#### [AIM]
Copy the data below word for word, and leave the pictures out of your copy.

#### [LISTED RECORDS]
++++++++

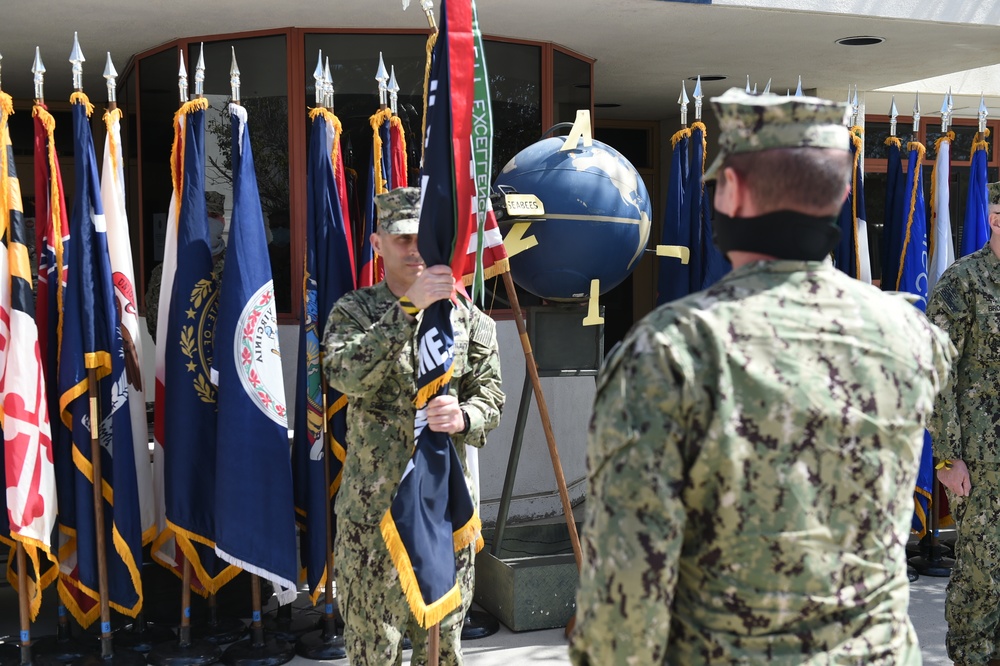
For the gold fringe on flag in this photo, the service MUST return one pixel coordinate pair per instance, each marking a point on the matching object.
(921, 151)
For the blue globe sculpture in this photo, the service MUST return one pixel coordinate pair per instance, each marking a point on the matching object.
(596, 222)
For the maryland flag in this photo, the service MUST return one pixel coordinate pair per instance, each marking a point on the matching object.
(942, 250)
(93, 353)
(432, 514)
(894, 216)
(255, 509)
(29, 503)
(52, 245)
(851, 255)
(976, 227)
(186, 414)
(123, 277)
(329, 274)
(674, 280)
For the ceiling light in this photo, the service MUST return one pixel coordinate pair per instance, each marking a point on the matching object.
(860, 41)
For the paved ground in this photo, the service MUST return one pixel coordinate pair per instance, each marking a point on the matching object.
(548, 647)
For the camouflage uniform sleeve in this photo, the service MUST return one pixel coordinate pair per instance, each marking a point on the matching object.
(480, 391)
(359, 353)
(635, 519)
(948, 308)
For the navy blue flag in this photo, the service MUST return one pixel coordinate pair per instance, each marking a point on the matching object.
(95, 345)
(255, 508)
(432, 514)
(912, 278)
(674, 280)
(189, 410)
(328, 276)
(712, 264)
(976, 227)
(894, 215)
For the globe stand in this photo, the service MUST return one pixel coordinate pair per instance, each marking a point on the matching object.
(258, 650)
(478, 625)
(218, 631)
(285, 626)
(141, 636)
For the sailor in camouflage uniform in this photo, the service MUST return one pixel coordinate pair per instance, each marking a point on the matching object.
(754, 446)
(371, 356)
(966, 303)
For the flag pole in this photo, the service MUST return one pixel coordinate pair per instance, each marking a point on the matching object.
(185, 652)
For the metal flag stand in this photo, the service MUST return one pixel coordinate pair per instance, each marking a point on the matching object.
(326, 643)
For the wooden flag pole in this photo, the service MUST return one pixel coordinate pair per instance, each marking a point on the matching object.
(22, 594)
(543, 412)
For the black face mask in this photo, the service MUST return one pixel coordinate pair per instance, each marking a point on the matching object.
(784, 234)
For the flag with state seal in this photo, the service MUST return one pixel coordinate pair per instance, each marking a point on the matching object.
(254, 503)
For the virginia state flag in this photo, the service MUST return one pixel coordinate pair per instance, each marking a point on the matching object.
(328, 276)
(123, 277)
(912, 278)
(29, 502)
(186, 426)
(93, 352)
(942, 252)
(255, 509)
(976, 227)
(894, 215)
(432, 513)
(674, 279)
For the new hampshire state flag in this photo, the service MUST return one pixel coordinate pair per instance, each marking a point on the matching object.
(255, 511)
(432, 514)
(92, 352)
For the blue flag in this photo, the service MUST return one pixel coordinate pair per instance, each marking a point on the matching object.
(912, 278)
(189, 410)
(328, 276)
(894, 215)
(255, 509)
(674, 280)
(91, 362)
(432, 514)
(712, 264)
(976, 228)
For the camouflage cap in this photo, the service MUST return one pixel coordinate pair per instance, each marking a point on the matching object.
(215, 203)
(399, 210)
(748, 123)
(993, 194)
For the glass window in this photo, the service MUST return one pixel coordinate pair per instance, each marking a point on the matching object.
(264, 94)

++++++++

#### [EXPECTED OUTPUT]
For the gold fringe on flag in this photo, the service MUST return one pixel coordinate pair per instance, each marking a point on the matching object.
(921, 151)
For the blue globe sculpture in this photo, the service MUST return one pixel coordinate pair per instance, each marking a point on the matching object.
(596, 222)
For the maryland flag in this photo, the service MUST return one pixel coordinate pair per instance, each marking a point on the matching object.
(942, 250)
(93, 353)
(432, 514)
(894, 216)
(255, 509)
(29, 503)
(52, 245)
(851, 255)
(976, 227)
(186, 414)
(123, 277)
(329, 274)
(674, 280)
For the ceiling light in this photo, the service MUST return one pixel coordinate pair per instance, each marking a point on the matching object.
(860, 41)
For the paved ground in this photo, the service MUST return one pixel coordinate pair per instance, each marking a point on the matching object.
(548, 647)
For the camouflage uniform sleeve in this photo, the service MUST return one pixel coordinate pair per instance, each marking a point on the matching object.
(480, 391)
(359, 353)
(635, 519)
(948, 308)
For the navy blue flag in this photo, the service MUST return one pixel coordinate pair per instance, each marking a point on the matching object.
(95, 345)
(255, 508)
(432, 514)
(912, 278)
(674, 280)
(189, 410)
(328, 276)
(712, 264)
(976, 227)
(894, 215)
For the globe stand in this photo, the service MUST return one pixel coordinate pair per instance, each marking a point on the matching object.
(258, 650)
(478, 625)
(218, 631)
(285, 626)
(141, 636)
For the sailor in camouflage uniform in this photo, the service MUST return one pixel coordinate pair per instance, each marking a point on the matching object.
(754, 446)
(371, 356)
(966, 303)
For the flag pole in this photo, the service MUST return one pixel coordinate pair per instance, each marking a point on the matching object.
(185, 652)
For the metal flag stand in this photo, the service MUST return one pixel coordinate pair per instance, each marking a point on the matching object.
(326, 643)
For the wooden flag pole in this photo, the service MUST return one pixel coordinate pair per instance, each marking a point on the matching object.
(22, 594)
(543, 412)
For the black face mask in this photo, the service MUST return one pixel coordinate pair per instance, each marking a point on the matching object.
(784, 234)
For the flag with state seal in this photo, the service MUST return one pixel coordinate pair per instance, each marking a point on the matching object.
(254, 503)
For the virginia state flag in this photo, the service MUST return one pixel coordinate pair per instance, each marking a point on the matching object.
(328, 276)
(123, 277)
(912, 278)
(29, 502)
(186, 426)
(93, 352)
(942, 252)
(255, 509)
(976, 227)
(894, 215)
(432, 513)
(674, 279)
For the new hampshire state flag in this photo, the service MUST return one pixel coordinate pair per instance, each marking a point on the matching object.
(255, 511)
(432, 514)
(92, 352)
For the blue flag in this photo, the service MUST return one pixel coordinate pair per instance, each marking a point on the matching object.
(912, 278)
(189, 410)
(328, 276)
(894, 215)
(255, 509)
(674, 280)
(91, 362)
(432, 514)
(712, 264)
(976, 228)
For the camouflage cap in this photo, the service MUST return one pixel coordinate pair per instance, each marking a point on the matching object.
(215, 203)
(399, 210)
(748, 123)
(993, 194)
For the glass window in this photo, the service MUST return one pixel coordinate pair per instance, each marking a point on the matching object.
(264, 94)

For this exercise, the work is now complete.